Setting login form autocomplete to off

by Chuck Johnson -
Number of replies: 9

Hi,

Our monthly scans of our site by the Department of Homeland Security's CISA flag us on our WeBWorK site for issues with the login form having the autocomplete=on for the admin and currently available courses' login form.

The report shows the following:

The following password field(s) in the form do not set autocomplete="off":
(Field name: passwd Field id: pswd)

I generally enjoy a challenge, but this has proven to be a challenge that is greater than what I am currently capable of.

I updated our server to the current version (2.18) yesterday in hopes of it having autocomplete set to off by default. When looking at the properties of the form in the browser's developer tools though, it appears autocomplete is still on.

I'd be very grateful if someone could give me some ideas or instructions on how the setting can be changed to autocomplete=off, if it can be done?

Thanks!

Chuck

In reply to Chuck Johnson

Re: Setting login form autocomplete to off

by Glenn Rice -

That is an invalid report.  See https://developer.mozilla.org/en-US/docs/Web/Security/Securing_your_site/Turning_off_form_autocompletion.  Most modern browser's do not support setting autocomplete="off" on fields in a login form, and they all should not support that.

Note that WeBWorK does not set autocomplete="on" for those fields.  So if you are seeing it, then that is the browser adding it.  You can't stop that.

In reply to Glenn Rice

Re: Setting login form autocomplete to off

by Andras Balogh -

I used to get many invalid reports and I thank the WeBWorK developers for helping to sift through them.

Instead of arguing with them is it possible that in this case the the IT would be happy with a useless autocomplete="off" setting?



In reply to Glenn Rice

Re: Setting login form autocomplete to off

by Alex Jordan -
I can confirm that with Firefox on MacOS, I have a course where when I start typing in the username field, it prompts me with "alexjordan" in a dropdown style menu. (This is actually annoying because my username is something else, but one time I mistyped it and this is what it remembers.)

If I add `autocomplete="off"` to the form (just editing the DOM in the developer tools), it no longer does this. And then if I remove that, it returns to the original behavior.

Aside from revealing a username that should maybe not be revealed, a thing that can happen is a person types too quickly without looking at the screen:
username[doesn't hit tab hard enough]password[enter]
and the password could find its way into storage to later be revealed.

_ _ _ _ _

WHAT THE TASK REQUIRES:
Write the next part of the forum thread about turning off autocomplete on the WeBWorK login form, starting after its last sentence. The listing that comes after this is from a different source.

GIVEN INFORMATION:
_ _ _ _ _

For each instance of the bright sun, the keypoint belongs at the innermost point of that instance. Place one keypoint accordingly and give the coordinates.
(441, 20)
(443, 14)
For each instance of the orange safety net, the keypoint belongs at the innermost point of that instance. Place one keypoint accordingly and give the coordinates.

_ _ _ _ _

EXERCISE RESULT:
In reply to Alex Jordan

Re: Setting login form autocomplete to off

by Andras Balogh -
Based on the link Glenn sent and based on my experience it is also about browser settings that can override the page source.
Firefox v 120.0.1 on my Mac happily autocompletes both my (correct) login name and password on our Blackboard login page that has autocomplete="off" both for username and password.

But whatever makes IT happy.
In reply to Alex Jordan

Re: Setting login form autocomplete to off

by Glenn Rice -
Most browser's will offer to autocomplete the username and password regardless of if those inputs have the autocomplete="off" set on them or not. They also will only remember a username and password if you explicitly tell them to do so (they will prompt you and ask to save the username and password). If you are on a public computer, you should of course never tell the browser to save the username and password. If you mistype and enter an invalid username or password (or don't hit tab hard enough and start typing your password into the username input and hit enter), then you also should not tell the browser to save the username and password. You can also remove a username and password from what is saved if you want to do so. If you are being prompted with a username that is invalid, then you should do that.

Both Firefox and Google chrome do what I have described. I don't know of any modern browsers that don't.

I have tried adding autocomplete="off" both in the code so that it is there when the page loads, and via the developer tools in the browser. In neither case does this disable the behavior I have described above.

As stated on the MDN page that I linked before, this behavior is considered MORE secure than having autocomplete="off" actually honored by the browser. The reason is that it allows users to create stronger passwords that they do not need to remember.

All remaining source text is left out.